(What you will do) All entries below need to be written out exactly, but without their pictures.

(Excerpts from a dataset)

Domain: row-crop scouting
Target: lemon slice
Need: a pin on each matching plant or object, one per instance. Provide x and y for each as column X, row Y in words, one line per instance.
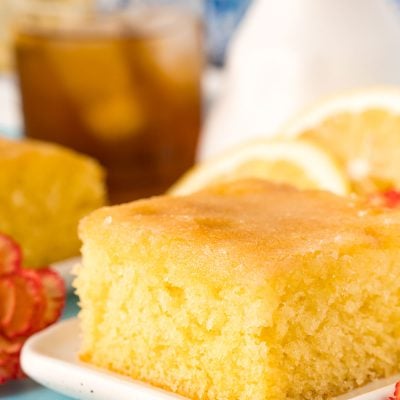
column 362, row 131
column 299, row 163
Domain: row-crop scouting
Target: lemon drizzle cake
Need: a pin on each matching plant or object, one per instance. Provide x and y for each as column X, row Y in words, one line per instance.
column 45, row 190
column 247, row 291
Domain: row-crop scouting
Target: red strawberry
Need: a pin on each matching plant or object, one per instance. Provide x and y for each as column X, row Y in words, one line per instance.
column 396, row 394
column 54, row 294
column 10, row 369
column 9, row 348
column 29, row 300
column 10, row 255
column 7, row 300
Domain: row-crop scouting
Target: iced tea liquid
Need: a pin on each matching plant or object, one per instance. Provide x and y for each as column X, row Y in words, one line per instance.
column 125, row 90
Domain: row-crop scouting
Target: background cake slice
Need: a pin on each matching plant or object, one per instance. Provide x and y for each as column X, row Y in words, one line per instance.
column 247, row 291
column 44, row 191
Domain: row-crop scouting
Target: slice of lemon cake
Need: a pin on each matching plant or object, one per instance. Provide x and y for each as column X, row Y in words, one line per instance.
column 247, row 291
column 45, row 190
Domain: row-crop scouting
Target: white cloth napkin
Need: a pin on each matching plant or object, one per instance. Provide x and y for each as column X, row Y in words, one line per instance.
column 290, row 53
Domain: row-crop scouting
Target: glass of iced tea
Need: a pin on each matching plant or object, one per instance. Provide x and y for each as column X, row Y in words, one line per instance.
column 122, row 86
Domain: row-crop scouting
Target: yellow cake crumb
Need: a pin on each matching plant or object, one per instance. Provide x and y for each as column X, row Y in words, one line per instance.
column 248, row 291
column 44, row 191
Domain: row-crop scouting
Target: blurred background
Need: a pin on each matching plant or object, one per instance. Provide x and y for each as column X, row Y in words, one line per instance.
column 149, row 87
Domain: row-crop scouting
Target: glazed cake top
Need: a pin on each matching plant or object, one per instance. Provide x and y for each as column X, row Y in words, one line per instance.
column 252, row 222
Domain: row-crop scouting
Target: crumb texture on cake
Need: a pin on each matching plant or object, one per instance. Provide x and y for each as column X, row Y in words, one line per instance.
column 44, row 191
column 247, row 291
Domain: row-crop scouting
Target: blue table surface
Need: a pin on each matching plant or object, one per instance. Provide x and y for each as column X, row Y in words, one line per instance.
column 27, row 389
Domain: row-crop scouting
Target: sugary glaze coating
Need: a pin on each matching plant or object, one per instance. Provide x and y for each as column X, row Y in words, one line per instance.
column 245, row 291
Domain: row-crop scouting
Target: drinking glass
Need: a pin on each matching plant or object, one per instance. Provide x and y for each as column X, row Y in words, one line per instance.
column 118, row 80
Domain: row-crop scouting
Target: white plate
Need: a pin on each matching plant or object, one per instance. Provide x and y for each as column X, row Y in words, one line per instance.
column 49, row 357
column 64, row 268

(Answer to this problem)
Domain: row-crop scouting
Target: lemon slice
Need: a pin on each matching plant or object, one per instance. Provide x and y for each as column X, row Y in words, one line per instance.
column 362, row 131
column 299, row 163
Domain: row-crop scouting
Target: lemon drizzle cake
Need: a pin on each matching plant or object, one per instance. Provide x and y for each as column X, row Y in words, one line per instance.
column 45, row 190
column 247, row 291
Domain: row-crop scouting
Target: red strawberry
Need: a pin on each matching plant or object, one per instance. Provide x and y for each as column X, row Y in words, one line per instance.
column 396, row 394
column 54, row 294
column 10, row 369
column 9, row 348
column 29, row 300
column 10, row 255
column 7, row 300
Domain: row-crop scouting
Target: iced tea liquid
Need: a pin on each matching plant or object, one per instance. Provide x and y for each as column X, row Y in words, one line per instance.
column 125, row 90
Domain: row-crop scouting
Target: background cake slice
Need: a pin on each matching plant or object, one per instance. Provide x and y for each as column X, row Y in words, one line per instance.
column 247, row 291
column 44, row 191
Domain: row-crop scouting
Target: slice of lemon cake
Need: a pin on each matching plant or object, one per instance. Provide x and y for each as column X, row Y in words, one line per instance.
column 247, row 291
column 45, row 190
Domain: row-crop scouting
Target: white cloth napkin
Need: a pin on each matching plant or object, one per instance. Provide x and y for each as column X, row Y in words, one line per instance.
column 290, row 53
Domain: row-crop scouting
Target: glass of iced tea
Need: a pin on each matching plant or object, one per instance. Provide x and y for each as column X, row Y in words, one line per instance.
column 122, row 86
Domain: row-crop scouting
Target: yellow cake crumb
Need: a pin on each matching plant or object, one per instance. Provide x and y for each as column X, row Y in words, one line per instance.
column 248, row 291
column 44, row 191
Domain: row-crop scouting
Target: blurred background
Need: a pin on each matching plant or object, one per instance. Provide x and y for each as column X, row Y in words, one line per instance.
column 149, row 87
Domain: row-crop scouting
Target: glazed cake top
Need: a pin on each matching plant or object, one per instance. Provide x and y for each as column X, row Y in words, one line per instance.
column 252, row 222
Domain: row-crop scouting
Target: crumb texture on cake
Need: a pin on each matching plant or object, one per instance. Provide x and y for each as column X, row Y in words, one line per instance.
column 44, row 191
column 247, row 291
Domain: row-crop scouting
Target: blue table surface
Need: a pin on each matching plant or object, one per instance. Provide x and y for each as column X, row Y in words, one line per instance.
column 27, row 389
Domain: row-crop scouting
Target: sugary glaze coating
Need: a pin on each matching plant or object, one per instance. Provide x and y for each as column X, row Y in words, one line per instance.
column 245, row 291
Domain: row-crop scouting
Target: drinking glass
Need: a pin on each matching plant or object, one per instance. Provide x and y for each as column X, row Y in words, one line per instance.
column 118, row 80
Domain: row-crop scouting
Target: white plate
Need: a pin on each matching plant or object, one per instance. Provide x and y for each as column X, row Y in words, one line per instance.
column 49, row 357
column 64, row 268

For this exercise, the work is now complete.